Baris data:

┄┄┄┄┄┄

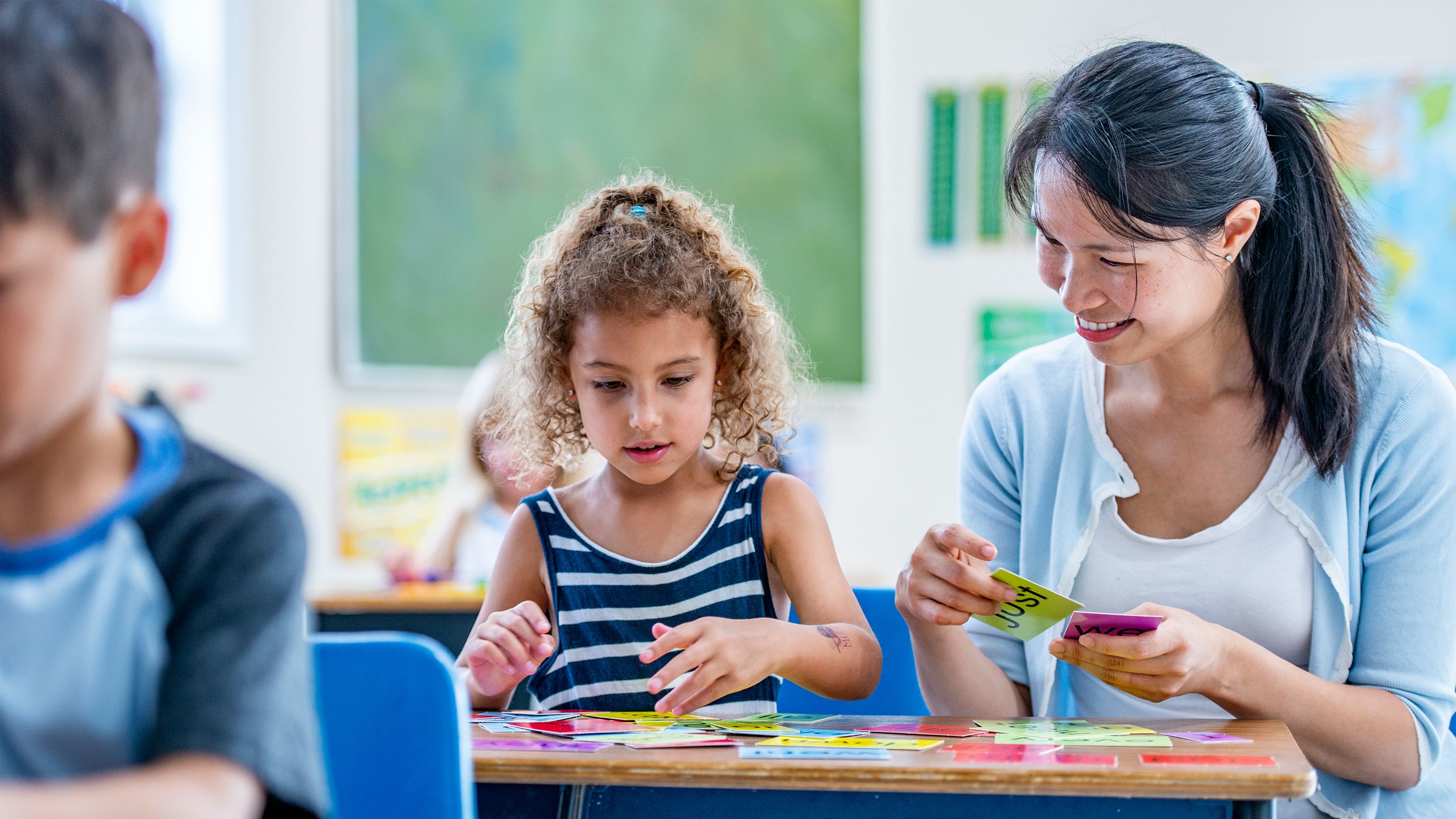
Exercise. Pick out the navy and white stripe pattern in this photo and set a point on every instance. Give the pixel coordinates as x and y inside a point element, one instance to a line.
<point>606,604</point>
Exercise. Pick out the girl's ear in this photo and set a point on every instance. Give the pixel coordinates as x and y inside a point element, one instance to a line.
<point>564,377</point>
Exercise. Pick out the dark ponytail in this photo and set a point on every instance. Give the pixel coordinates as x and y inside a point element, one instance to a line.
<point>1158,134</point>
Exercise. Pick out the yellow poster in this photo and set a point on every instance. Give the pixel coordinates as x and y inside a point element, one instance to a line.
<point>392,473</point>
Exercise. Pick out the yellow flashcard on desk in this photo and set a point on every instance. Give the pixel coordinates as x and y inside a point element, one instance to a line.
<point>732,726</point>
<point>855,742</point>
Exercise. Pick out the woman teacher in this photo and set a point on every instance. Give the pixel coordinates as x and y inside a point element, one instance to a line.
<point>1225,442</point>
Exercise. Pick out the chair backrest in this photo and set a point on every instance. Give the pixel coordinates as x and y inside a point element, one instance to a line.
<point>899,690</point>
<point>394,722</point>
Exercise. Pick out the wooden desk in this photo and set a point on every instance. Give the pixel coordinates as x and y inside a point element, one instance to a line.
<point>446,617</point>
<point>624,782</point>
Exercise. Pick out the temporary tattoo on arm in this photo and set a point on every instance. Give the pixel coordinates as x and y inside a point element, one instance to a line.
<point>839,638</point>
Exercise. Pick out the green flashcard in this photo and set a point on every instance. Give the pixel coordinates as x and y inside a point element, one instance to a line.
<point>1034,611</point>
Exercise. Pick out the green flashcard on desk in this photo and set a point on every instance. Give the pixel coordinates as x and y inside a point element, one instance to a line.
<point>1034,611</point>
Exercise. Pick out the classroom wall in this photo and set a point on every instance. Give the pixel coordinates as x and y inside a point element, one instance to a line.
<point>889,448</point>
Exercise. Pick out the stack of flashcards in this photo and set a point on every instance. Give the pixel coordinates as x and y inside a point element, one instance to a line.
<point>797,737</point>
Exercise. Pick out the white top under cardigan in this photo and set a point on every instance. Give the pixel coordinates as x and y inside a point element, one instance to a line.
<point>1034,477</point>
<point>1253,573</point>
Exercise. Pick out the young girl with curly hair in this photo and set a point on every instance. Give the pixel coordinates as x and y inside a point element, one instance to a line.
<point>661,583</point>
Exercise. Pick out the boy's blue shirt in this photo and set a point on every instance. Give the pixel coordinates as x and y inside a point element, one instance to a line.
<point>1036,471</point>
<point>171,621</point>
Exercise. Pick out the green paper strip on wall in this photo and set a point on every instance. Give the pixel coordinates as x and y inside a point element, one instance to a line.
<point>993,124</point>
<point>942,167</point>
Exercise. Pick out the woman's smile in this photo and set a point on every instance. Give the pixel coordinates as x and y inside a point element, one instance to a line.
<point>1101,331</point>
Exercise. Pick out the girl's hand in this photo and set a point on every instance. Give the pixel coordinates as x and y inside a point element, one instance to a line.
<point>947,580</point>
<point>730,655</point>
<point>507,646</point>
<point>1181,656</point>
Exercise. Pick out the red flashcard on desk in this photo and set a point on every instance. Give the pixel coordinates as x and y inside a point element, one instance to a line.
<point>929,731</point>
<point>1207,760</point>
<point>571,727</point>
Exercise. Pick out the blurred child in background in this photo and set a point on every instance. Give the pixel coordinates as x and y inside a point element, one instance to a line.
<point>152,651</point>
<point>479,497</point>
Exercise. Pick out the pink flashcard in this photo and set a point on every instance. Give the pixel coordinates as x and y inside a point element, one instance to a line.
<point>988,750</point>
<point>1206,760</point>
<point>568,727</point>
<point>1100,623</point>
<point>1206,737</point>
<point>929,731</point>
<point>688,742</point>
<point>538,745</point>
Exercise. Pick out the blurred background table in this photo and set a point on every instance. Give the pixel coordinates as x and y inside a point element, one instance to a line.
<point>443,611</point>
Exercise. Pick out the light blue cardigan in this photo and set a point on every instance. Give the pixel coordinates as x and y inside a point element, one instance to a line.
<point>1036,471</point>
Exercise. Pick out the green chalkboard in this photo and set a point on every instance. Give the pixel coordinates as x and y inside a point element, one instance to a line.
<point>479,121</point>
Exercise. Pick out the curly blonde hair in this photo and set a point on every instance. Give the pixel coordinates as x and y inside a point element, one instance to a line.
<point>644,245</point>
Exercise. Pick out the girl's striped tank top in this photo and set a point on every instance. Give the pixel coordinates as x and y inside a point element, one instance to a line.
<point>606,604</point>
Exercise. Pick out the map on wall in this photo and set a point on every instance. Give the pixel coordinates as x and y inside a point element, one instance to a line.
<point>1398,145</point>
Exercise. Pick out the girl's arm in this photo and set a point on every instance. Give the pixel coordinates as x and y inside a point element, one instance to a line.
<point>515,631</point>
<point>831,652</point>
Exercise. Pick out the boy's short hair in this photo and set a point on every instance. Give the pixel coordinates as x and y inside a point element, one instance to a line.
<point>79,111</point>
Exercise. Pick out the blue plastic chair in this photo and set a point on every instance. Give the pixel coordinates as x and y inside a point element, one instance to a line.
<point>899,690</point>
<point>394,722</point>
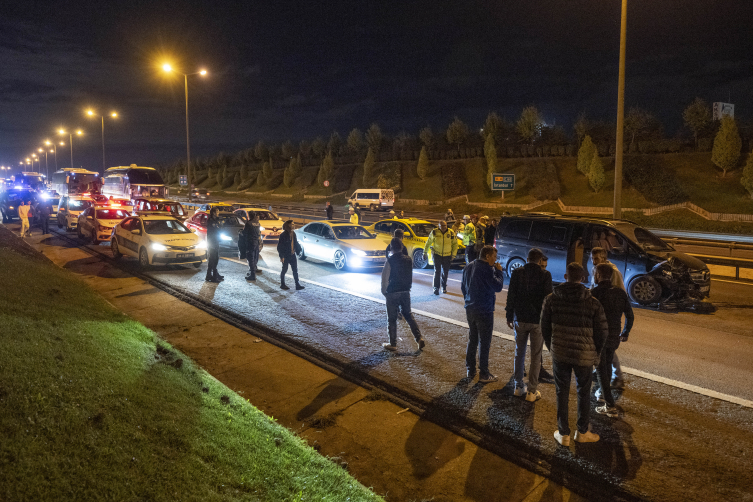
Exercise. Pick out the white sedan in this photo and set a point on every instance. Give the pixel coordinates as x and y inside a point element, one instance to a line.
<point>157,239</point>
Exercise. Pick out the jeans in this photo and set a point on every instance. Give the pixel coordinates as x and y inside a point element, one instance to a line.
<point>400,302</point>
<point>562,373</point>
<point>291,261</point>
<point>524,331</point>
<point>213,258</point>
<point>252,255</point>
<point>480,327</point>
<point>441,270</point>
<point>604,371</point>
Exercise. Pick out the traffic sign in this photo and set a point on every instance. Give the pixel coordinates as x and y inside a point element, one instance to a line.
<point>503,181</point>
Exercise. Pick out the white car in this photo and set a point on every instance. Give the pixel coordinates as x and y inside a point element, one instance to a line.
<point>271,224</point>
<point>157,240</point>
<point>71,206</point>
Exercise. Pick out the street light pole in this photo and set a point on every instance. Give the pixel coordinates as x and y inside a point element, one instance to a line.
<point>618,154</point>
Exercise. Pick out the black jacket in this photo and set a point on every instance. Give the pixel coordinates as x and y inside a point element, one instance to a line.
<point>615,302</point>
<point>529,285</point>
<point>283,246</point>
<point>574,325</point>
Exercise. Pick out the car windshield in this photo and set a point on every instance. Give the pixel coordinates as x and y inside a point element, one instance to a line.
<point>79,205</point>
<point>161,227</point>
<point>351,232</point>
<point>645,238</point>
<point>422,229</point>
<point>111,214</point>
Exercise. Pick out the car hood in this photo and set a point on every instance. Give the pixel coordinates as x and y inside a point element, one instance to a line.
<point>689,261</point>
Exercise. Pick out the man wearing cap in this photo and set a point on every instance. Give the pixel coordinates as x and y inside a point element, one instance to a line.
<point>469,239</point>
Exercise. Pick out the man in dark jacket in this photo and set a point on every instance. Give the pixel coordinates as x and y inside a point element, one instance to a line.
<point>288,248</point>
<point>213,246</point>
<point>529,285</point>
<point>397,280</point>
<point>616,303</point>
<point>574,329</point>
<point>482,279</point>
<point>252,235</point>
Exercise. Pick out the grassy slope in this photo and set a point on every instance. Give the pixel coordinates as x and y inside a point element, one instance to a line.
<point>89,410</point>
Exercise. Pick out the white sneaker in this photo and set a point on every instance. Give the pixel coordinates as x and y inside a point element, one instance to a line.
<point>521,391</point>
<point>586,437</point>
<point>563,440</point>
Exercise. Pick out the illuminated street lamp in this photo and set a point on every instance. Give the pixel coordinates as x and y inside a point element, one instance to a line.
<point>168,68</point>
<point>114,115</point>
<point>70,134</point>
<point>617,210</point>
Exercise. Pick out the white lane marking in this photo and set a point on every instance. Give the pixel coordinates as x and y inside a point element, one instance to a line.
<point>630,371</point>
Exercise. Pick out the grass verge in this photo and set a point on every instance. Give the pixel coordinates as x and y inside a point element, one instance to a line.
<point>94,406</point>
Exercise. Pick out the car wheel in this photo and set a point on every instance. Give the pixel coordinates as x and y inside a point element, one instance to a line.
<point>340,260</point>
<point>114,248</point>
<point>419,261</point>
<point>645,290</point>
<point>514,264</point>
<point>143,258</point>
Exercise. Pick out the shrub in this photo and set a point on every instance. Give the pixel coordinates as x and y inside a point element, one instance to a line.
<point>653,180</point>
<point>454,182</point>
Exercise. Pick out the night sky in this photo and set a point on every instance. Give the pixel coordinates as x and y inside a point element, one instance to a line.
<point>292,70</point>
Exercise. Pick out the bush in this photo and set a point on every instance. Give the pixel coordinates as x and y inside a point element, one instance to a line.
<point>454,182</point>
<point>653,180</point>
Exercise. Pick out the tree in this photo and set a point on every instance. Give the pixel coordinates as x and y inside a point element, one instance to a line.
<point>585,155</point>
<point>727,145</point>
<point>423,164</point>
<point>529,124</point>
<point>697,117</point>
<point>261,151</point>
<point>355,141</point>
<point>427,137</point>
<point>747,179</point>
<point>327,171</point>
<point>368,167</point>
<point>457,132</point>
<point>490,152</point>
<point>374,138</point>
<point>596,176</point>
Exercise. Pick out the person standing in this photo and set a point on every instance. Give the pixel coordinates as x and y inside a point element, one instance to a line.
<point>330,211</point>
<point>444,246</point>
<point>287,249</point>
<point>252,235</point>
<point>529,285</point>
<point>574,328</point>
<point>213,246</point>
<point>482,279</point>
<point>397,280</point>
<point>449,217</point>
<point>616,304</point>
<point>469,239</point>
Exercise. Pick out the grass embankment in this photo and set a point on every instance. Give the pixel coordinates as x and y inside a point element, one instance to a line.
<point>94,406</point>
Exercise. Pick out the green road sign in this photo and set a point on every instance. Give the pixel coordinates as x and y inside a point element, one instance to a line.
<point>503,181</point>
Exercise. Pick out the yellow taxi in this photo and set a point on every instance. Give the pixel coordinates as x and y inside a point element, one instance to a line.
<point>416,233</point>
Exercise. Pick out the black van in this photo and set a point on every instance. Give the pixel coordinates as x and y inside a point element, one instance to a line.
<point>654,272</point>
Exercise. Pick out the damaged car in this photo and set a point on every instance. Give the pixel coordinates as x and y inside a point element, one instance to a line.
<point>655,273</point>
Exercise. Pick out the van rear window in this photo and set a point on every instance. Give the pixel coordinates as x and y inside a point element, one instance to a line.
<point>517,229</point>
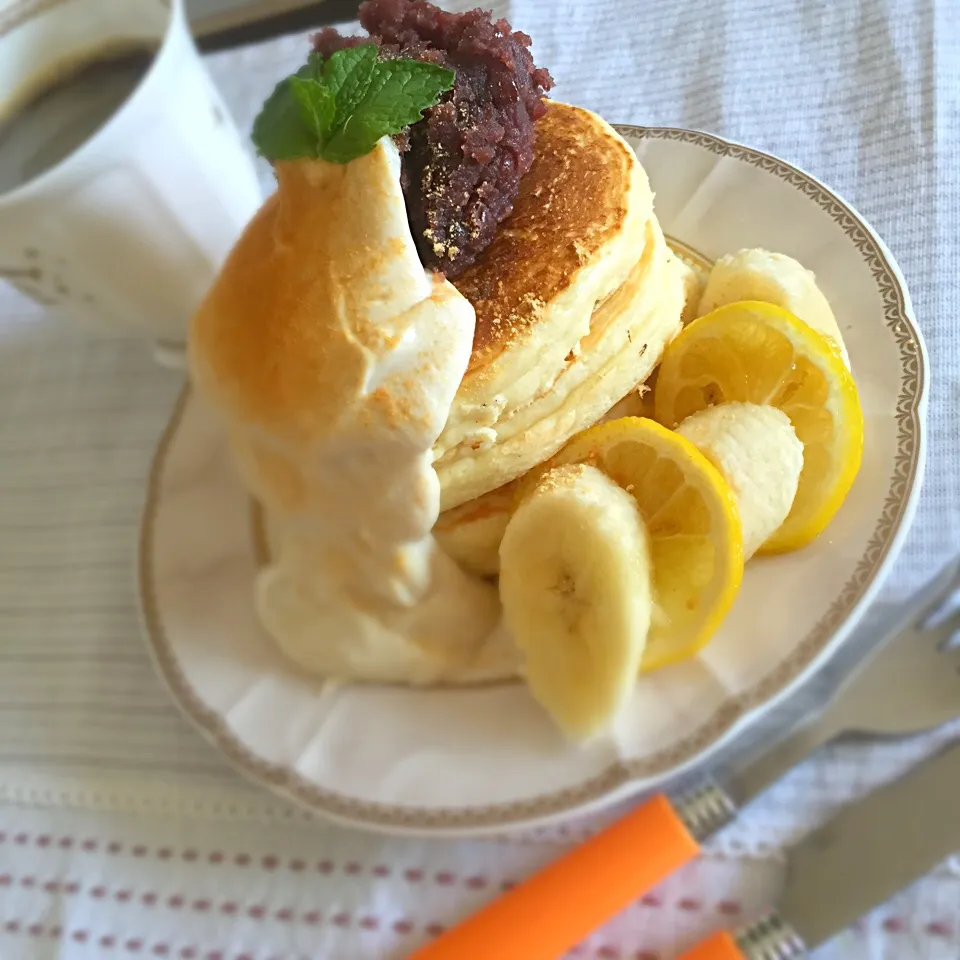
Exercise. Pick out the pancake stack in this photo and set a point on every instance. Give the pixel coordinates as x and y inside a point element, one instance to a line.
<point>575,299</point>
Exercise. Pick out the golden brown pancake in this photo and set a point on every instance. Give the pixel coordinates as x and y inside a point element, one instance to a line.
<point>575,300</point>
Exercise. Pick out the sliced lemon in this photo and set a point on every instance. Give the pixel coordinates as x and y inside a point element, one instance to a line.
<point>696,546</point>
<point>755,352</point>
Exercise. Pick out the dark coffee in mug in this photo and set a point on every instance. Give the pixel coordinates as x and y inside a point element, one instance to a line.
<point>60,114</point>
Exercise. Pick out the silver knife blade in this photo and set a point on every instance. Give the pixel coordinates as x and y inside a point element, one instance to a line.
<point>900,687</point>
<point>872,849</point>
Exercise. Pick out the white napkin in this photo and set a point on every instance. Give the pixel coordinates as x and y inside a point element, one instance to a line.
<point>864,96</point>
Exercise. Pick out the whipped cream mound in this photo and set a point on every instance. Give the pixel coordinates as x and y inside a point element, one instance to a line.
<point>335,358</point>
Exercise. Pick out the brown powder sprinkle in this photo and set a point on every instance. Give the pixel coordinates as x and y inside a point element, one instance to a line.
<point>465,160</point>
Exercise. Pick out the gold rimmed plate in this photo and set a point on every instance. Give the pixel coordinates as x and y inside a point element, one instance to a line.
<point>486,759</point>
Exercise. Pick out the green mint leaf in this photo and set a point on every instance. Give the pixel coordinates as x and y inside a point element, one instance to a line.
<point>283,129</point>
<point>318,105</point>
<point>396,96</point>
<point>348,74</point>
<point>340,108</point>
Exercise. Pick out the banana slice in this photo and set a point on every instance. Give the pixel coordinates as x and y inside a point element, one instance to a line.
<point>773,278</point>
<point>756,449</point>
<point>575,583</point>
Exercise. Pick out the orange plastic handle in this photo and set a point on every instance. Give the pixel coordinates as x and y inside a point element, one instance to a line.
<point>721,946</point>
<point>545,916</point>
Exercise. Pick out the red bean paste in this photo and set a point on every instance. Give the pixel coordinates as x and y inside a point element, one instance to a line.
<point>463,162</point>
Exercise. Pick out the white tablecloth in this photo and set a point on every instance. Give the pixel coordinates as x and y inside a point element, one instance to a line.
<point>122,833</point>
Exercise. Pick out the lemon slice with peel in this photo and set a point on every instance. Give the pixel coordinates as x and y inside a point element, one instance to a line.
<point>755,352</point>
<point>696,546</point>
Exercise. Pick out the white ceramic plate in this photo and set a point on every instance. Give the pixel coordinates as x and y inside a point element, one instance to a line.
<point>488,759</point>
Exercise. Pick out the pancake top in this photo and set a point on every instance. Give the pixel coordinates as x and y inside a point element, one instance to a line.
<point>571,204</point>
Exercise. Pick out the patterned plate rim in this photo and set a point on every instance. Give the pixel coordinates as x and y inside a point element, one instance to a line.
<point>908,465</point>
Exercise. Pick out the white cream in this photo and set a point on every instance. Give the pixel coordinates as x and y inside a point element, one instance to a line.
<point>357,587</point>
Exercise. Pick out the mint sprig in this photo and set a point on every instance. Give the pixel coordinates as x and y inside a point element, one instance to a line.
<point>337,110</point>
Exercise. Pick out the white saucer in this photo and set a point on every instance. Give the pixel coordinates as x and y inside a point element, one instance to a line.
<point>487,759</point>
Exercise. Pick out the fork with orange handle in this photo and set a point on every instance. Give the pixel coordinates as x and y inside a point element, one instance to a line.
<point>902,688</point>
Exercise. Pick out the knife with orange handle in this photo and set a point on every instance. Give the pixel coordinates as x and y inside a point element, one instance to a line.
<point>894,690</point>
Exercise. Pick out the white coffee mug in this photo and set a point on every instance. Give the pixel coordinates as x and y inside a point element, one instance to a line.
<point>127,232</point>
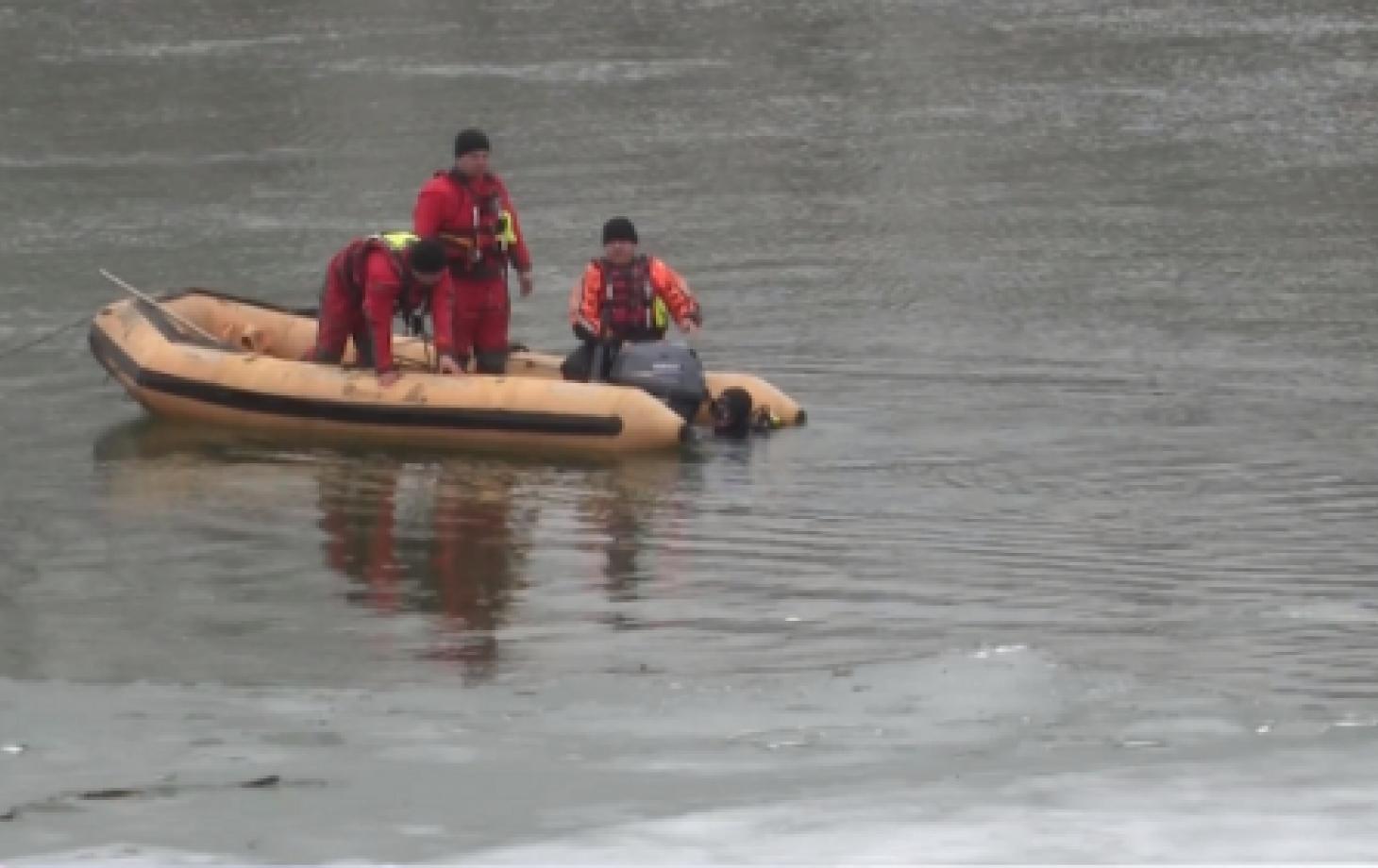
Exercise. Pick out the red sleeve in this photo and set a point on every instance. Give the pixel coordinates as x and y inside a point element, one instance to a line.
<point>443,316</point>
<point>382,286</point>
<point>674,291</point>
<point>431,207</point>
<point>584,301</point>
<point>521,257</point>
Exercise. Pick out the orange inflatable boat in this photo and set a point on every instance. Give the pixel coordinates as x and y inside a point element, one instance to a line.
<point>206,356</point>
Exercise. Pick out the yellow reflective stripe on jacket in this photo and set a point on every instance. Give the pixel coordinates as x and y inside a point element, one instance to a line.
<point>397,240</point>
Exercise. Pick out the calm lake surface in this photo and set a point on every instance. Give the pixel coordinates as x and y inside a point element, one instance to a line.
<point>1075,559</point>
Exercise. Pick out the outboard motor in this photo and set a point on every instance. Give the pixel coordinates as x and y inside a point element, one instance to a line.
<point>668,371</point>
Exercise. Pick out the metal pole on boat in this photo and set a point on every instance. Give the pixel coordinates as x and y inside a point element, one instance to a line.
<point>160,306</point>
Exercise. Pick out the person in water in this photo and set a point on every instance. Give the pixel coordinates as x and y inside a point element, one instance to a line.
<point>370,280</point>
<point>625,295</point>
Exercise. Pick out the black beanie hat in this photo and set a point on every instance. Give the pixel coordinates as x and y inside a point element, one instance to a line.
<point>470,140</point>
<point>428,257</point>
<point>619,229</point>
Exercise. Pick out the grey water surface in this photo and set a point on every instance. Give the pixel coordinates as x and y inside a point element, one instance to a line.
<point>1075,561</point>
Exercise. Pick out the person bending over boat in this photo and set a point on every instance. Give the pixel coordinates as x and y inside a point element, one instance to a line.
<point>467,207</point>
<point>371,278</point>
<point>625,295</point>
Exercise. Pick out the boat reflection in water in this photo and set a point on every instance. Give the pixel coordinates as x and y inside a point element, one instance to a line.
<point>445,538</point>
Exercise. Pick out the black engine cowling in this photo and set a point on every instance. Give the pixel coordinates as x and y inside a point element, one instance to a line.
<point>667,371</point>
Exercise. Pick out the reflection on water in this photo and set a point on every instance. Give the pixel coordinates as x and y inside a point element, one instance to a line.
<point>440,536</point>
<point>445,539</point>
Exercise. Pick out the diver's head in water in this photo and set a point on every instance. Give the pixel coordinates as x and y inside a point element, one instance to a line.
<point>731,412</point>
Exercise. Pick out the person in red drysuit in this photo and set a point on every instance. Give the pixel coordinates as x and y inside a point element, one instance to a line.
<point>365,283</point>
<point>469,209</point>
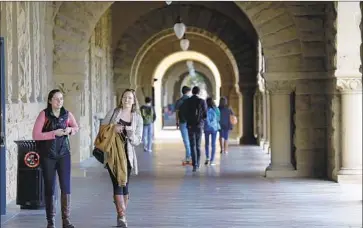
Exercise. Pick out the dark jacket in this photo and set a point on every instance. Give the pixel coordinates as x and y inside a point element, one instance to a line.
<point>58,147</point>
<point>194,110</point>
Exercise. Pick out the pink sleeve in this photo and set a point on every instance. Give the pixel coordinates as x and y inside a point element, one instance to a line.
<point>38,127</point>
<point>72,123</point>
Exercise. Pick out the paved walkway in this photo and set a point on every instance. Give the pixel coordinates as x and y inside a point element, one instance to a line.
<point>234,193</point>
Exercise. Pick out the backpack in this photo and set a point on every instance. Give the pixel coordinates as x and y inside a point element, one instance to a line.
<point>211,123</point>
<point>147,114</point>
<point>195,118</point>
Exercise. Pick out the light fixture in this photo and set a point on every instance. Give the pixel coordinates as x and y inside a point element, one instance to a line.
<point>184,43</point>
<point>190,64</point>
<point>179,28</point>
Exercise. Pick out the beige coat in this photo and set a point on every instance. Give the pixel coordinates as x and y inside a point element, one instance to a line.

┄┄┄┄┄┄

Uraian Tugas -> Tuliskan ulang bagian yang dimulai dengan baris berisi "Exercise. Pick out the yellow reflective" dan diakhiri dengan baris berisi "<point>1075,561</point>", dengan mengganti "black beanie hat" menjadi "dark knit cap" tanpa mengubah apa pun selain itu.

Tanggapan ->
Exercise. Pick out the yellow reflective stripe on jacket in this photo and set a point on every instance. Give the pixel coordinates as x and y inside a point element, one instance to a line.
<point>397,240</point>
Exercise. Pick out the calm lake surface in this photo and set a point on every instance. Give the pixel coordinates as x and y inside a point element, one instance to a line.
<point>1075,559</point>
Exercise. Pick out the outboard motor in this photo and set a point on every instance. Give the pixel coordinates as x and y inside a point element, one instance to a line.
<point>668,371</point>
Exercise. Pick out the metal pole on boat in this photo and set a point on every instance. Give the pixel coordinates as x and y inside a point element, one instance to a line.
<point>160,306</point>
Exercise. Pick out the person in water in this photo and set a point on every instance. Give the pixel coordinates as x and y inside a point element, one instance to a line.
<point>370,280</point>
<point>625,295</point>
Exercise. Pick out the dark knit cap in this photo and set a point on every instance. Give the pixel coordinates as x and y inside a point element, one instance to a line.
<point>470,140</point>
<point>428,257</point>
<point>619,229</point>
Exercise. Pick out the grey water surface in this photo and set a point on every instance. Give the pixel coordinates as x and y inside a point element, one instance to a line.
<point>1075,561</point>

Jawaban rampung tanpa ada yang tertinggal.